#### Tasks and exercises:
a – According to the obituary of Krishnamurti Dakshinamurti, in what year did he settle in Manitoba?
b – Please extend the obituary of Krishnamurti Dakshinamurti with a few paragraphs that pick up after its final sentence.
-------- Source passage --------
REST IN POWER
Winnipeg biochemist, human rights advocate Krishnamurti Dakshinamurti dies at age 94Rachel Bergen - Yesterday
Family and friends are celebrating the full life of a Winnipeg human rights activist and biochemist who worked to ensure the world was a better place when he left it.
Krishnamurti Dakshinamurti died on Thursday after his health declined three weeks ago. The Winnipeg-based biochemist and human rights advocate was almost always seen wearing a suit and bowtie.© Submitted by Sowmya Dakshinamurti
Krishnamurti Dakshinamurti died in palliative care in Winnipeg on Thursday morning at the age of 94 after suffering a heart attack three weeks prior.
His youngest daughter, Dr. Sowmya Dakshinamurti, said she thinks of a quote by the British mathematician and philosopher Bertrand Russell when she thinks of her father.
"'The good life is one inspired by love and guided by knowledge.' It makes me sad but it makes me happy. That's really how I would describe my dad," Sowmya said in an interview on Friday.
"A life in science, a life in community service, a life in advocacy — he's had a lot of lives."
Born in India in 1928, Dakshinamurti's father served in the British Army during the First World War in what's now known as Iraq. His father's experience in combat affected Dakshinamurti's worldview greatly, Sowmya said.
"The idea that there are non-violent ways of making things better grew into him," she said, adding that he became very interested in the teachings of Mahatma Gandhi, meeting him once at a student rally that Dakshinamurti had organized in the 1940s.
Before he left India and eventually settled in Manitoba in 1965, Dakshinamurti married his wife of 61 years, Ganga Dakshinamurti, which their daughter says was the high point of both of their lives.
"They lived the perfect life where each of them was full of projects, and full of passion, and full of energy and full of things they were doing, which weren't necessarily the same thing, but they each supported each other so much," Sowmya said.
Human rights work in Manitoba
Dakshinamurti is the founder of the Mahatma Gandhi Centre in Winnipeg, which has worked to foster the Indian legend's teachings of non-violence and respect for human rights since it was started in 2007.
Up until his last days on earth, his coworker and friend Sudhir Kumar says Dakshinamurti was involved in the centre as the president.
-------- Supplied data --------
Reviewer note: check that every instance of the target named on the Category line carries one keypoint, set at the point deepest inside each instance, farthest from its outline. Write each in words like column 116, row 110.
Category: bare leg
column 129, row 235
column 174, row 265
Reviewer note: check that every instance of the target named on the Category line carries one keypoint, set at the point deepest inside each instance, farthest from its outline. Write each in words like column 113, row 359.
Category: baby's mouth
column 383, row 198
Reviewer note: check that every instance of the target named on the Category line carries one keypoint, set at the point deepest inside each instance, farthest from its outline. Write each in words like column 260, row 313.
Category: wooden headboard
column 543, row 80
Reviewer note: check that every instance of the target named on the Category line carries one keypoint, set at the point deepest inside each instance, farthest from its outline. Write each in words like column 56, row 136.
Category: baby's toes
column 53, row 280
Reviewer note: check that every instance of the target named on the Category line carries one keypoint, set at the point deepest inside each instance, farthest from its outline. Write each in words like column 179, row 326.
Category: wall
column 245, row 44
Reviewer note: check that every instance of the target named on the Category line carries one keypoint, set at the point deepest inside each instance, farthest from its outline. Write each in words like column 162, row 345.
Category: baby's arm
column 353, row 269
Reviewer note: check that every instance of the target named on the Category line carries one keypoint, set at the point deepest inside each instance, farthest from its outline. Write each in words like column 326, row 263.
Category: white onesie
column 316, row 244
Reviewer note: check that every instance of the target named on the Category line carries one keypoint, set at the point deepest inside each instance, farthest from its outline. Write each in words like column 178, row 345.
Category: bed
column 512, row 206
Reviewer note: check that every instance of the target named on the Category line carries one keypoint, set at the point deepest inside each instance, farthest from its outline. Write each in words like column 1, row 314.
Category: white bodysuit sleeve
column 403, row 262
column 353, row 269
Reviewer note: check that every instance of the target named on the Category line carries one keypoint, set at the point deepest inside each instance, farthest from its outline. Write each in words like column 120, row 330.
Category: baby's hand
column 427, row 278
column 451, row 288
--------
#### Answers for each item:
a – 1965

b –
For the last 15 years, Dakshinamurti has overseen the centre's peace award, which is bestowed to people who have been at the forefront of promoting and preserving human rights.
Two days before he died, Dakshinamurti was texting Kumar about their award celebration next week, which they haven't held since before the pandemic.
Dakshinamurti also ensured that youth interested in working towards those rights have money towards their education.
"That's the way he wanted his legacy, that the human rights should be known very well all over the world and especially in Canada," said Kumar.
"He is a mentor for me to continue on his legacy."
Award-winning biochemist
In addition to his work advocating for human rights, Dakshinamurti was a well-respected biochemist who published nearly 190 articles, many of which were on metabolic syndrome disorders and the pharmacology of vitamins.
He was an long-time professor at the University of Manitoba and a senior advisor to the St. Boniface Hospital Research Centre.
Raj Bhuller was a PhD student under Dakshinamurti in the 1980s, and now is a professor at the University of Manitoba in the faculty of health sciences.
He says Dakshinamurti was an easygoing, gentle mentor, who was brilliant but unassuming.
"Mentorship at that stage, at the early stage of education was the key to succeeding later on, so I think that was a great takeaway for me," Bhuller said in an interview on Friday.
In 2020, he was named to the Order of Manitoba for his biochemistry work.
Dakshinamurti was publishing articles until he was 92, his daughter says.
He was happiest when he was doing scientific research or supporting others doing so.
"My email inbox is currently full of scientists around the world contacting me to say, 'He's why I got into this,' 'He inspired me,' 'He made me want to do better, research better,'" Sowmya said.
Sowmya says Dakshinamurti's science work and human rights work were the perfect marriage.
"Science is … a process and a search and as you learn new things, you improve the state of knowledge as you go, and you make things better for the people who are going to come after you," she said.
"I feel like he really did see human rights as that same kind of evolution."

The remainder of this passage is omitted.